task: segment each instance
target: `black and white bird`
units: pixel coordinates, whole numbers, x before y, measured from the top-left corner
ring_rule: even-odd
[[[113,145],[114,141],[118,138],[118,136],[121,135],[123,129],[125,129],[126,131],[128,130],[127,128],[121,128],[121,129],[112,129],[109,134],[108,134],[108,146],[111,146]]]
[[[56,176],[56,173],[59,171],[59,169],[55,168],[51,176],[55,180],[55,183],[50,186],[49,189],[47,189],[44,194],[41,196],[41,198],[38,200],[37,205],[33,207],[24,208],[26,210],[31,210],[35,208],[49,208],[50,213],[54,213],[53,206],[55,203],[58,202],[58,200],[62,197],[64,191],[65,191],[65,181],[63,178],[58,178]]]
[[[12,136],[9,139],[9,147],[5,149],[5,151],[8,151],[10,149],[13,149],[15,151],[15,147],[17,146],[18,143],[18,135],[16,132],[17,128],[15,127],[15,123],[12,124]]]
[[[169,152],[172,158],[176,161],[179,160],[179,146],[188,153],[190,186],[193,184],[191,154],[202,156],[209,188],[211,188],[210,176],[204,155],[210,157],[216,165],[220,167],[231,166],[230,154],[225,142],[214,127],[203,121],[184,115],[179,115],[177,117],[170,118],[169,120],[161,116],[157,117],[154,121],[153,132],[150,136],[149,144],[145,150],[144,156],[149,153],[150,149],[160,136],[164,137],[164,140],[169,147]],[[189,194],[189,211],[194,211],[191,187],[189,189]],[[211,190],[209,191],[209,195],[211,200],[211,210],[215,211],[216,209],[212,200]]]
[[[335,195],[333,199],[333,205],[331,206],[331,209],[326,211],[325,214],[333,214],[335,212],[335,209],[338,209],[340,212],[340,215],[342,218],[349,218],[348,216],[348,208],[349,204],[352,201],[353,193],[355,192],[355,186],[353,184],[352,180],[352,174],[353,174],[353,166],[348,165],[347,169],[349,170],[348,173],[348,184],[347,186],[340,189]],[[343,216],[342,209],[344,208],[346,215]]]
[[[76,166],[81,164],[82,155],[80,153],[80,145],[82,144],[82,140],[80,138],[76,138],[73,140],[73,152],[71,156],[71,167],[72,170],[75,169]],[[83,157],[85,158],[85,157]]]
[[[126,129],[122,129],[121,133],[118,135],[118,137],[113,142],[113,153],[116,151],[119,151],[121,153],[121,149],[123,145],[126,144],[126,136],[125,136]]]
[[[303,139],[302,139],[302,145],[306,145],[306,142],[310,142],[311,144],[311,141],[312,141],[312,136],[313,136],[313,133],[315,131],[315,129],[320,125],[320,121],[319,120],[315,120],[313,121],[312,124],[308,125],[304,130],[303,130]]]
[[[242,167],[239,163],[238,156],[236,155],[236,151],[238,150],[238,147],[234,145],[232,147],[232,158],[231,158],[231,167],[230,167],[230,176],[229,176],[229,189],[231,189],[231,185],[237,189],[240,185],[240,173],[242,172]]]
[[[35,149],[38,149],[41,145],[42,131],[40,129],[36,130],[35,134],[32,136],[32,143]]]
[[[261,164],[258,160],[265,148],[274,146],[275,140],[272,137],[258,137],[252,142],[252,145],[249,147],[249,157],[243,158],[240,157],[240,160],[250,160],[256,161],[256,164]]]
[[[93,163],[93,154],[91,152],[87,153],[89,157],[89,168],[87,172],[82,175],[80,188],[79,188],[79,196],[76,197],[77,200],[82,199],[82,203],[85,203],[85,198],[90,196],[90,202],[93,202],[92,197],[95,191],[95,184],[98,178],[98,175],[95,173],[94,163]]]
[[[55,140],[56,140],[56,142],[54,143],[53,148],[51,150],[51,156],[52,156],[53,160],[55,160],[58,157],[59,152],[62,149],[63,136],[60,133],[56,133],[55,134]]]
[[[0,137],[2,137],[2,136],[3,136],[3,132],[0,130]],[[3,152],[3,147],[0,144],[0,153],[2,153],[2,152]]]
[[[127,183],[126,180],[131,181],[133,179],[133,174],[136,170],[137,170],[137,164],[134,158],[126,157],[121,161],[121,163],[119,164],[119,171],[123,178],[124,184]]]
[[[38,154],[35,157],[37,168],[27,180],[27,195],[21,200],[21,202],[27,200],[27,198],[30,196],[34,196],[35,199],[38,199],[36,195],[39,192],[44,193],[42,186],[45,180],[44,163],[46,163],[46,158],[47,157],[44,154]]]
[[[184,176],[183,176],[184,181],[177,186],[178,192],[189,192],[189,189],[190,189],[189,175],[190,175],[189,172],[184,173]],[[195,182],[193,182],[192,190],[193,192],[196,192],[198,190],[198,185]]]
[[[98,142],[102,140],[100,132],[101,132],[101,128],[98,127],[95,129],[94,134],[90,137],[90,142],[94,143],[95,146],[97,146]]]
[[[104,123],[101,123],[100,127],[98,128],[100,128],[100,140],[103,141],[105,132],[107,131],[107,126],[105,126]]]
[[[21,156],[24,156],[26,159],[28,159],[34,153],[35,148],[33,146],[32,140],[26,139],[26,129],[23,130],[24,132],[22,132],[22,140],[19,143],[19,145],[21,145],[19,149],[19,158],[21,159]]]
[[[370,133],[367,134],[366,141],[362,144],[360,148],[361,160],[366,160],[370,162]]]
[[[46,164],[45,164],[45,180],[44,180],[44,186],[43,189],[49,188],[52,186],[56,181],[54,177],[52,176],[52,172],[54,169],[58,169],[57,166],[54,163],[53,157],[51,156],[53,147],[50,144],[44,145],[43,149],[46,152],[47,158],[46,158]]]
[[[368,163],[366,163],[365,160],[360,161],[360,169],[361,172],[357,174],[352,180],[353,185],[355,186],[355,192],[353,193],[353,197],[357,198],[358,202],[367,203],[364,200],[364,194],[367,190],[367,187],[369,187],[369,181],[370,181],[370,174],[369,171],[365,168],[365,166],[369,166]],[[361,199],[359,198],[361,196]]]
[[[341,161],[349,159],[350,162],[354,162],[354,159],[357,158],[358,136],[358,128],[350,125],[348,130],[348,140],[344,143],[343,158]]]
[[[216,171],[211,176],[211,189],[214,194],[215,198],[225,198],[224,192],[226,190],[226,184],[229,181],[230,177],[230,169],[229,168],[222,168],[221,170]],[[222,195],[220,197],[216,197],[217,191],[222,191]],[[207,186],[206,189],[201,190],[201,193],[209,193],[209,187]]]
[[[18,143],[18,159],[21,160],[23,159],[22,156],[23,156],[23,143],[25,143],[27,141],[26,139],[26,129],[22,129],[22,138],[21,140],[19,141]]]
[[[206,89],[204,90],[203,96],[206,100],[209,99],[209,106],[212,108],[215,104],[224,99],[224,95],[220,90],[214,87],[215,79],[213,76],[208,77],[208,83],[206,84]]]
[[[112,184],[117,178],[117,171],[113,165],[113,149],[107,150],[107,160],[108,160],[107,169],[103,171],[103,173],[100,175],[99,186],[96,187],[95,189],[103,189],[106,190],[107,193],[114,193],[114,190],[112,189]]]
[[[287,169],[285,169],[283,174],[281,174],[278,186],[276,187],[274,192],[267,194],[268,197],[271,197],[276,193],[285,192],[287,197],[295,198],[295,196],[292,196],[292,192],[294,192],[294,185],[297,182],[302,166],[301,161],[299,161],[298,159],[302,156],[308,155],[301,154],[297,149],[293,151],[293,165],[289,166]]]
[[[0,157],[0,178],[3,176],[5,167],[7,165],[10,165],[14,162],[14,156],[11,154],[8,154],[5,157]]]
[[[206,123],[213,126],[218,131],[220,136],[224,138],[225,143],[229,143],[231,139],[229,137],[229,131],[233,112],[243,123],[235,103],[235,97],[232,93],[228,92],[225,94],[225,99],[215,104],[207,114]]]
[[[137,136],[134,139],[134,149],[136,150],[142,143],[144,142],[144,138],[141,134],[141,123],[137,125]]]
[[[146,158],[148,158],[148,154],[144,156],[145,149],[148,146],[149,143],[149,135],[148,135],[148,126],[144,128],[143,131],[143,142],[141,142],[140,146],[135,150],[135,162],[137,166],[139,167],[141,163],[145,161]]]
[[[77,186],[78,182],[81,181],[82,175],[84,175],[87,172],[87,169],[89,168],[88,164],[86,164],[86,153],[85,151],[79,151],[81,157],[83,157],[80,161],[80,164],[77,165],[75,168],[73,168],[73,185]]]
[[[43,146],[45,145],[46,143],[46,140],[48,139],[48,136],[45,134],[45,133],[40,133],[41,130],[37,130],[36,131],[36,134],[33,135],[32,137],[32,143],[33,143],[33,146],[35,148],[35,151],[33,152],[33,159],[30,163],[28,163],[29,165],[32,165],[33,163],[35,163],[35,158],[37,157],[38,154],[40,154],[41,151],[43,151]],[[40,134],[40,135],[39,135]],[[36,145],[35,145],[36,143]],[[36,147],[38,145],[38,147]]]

━━━

» Exercise goal: Write out the material above exactly, please, from its first line up to and including the line where "units: pixel coordinates, whole" appears, and stop there.

» Task solution:
task: segment each instance
target: `black and white bird`
units: pixel coordinates, whole numbers, x before y, measured from the top-left corner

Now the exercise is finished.